● **Exercise directions**:
Each record must come back unchanged in your answer, stripped of its images.
(Beginning of Data in this exercise)
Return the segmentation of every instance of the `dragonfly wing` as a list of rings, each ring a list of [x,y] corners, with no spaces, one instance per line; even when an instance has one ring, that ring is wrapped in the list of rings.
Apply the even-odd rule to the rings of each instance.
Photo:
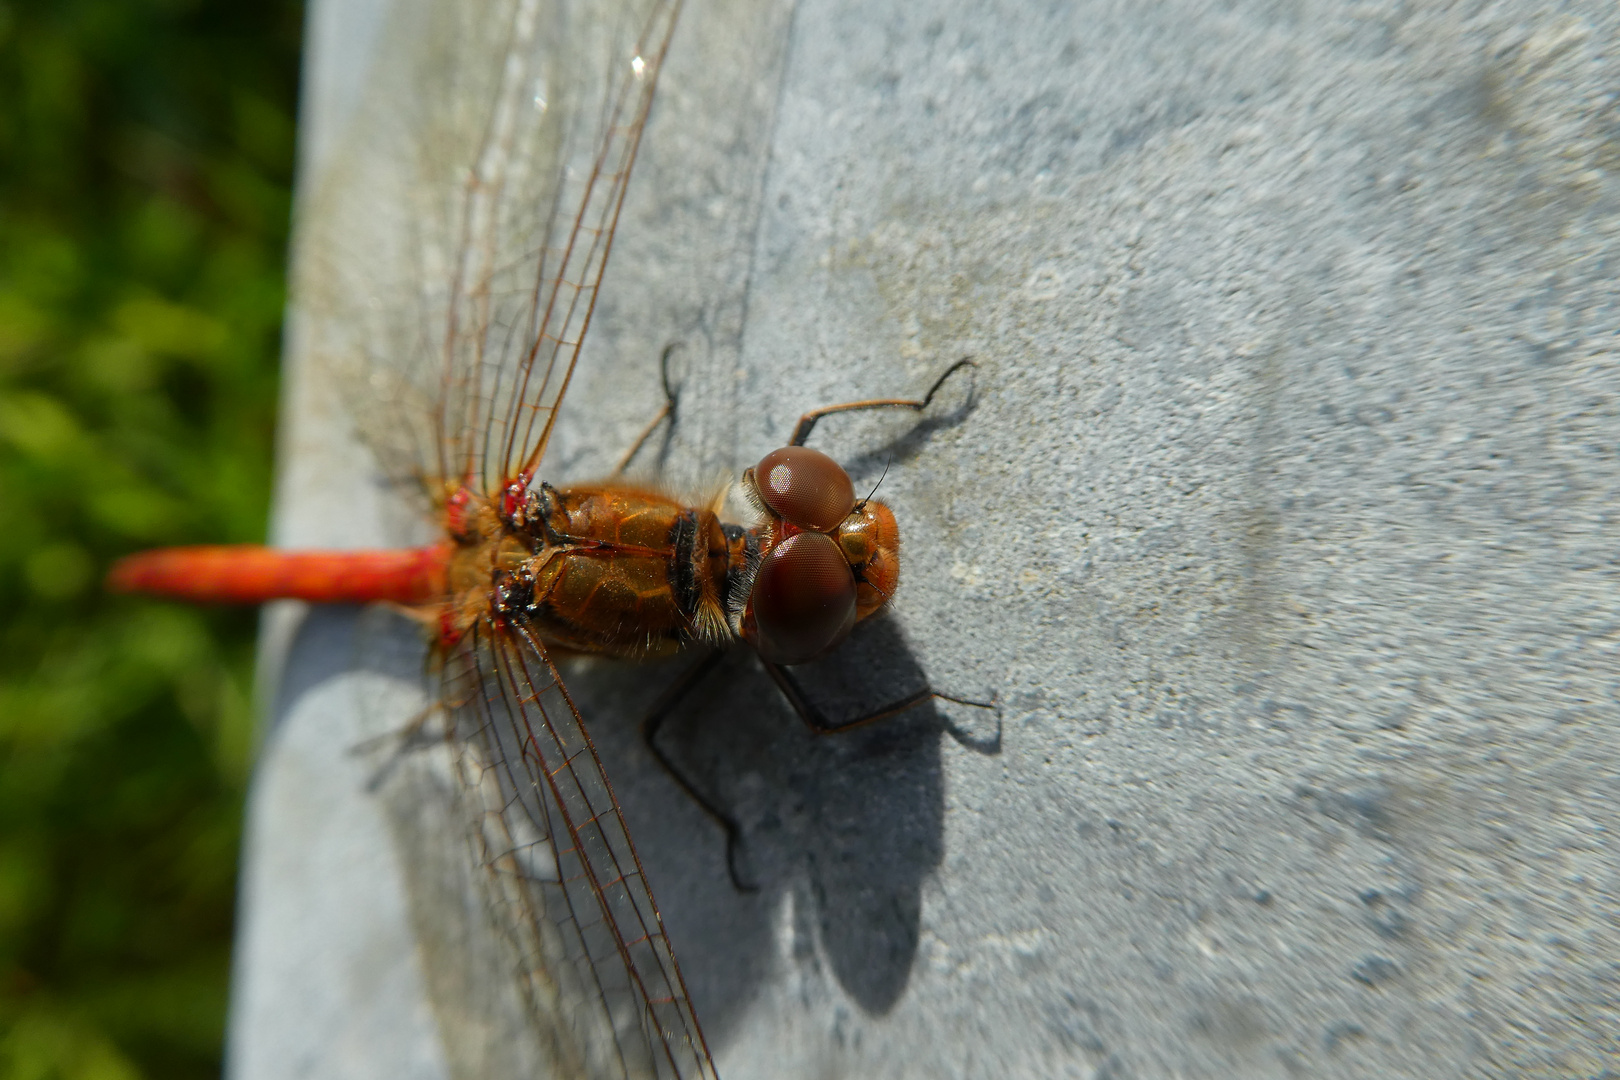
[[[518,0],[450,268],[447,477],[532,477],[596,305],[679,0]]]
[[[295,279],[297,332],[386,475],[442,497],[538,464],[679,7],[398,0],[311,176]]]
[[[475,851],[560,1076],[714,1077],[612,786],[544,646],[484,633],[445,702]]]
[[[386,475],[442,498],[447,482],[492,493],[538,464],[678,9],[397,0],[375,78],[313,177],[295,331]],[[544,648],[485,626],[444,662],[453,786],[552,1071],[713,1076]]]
(End of Data in this exercise)
● **Result of the task**:
Return the segmentation of every instance of the `dragonfly wing` as a list of rings, each ring a list of [x,y] corners, with no spaces, one instance per line; even when an instance has one ring, that ring is wrapped in the list of rings.
Apply the even-odd rule to the rings of each instance.
Photo:
[[[518,0],[450,268],[447,477],[532,477],[596,305],[679,0]]]
[[[295,279],[297,332],[386,475],[442,497],[538,464],[679,7],[398,0],[311,176]]]
[[[475,851],[560,1076],[714,1077],[612,786],[544,646],[484,633],[445,702]]]
[[[386,475],[442,498],[447,482],[492,493],[538,464],[678,9],[397,0],[375,78],[313,177],[295,331]],[[544,648],[485,626],[444,662],[453,786],[552,1071],[713,1076]]]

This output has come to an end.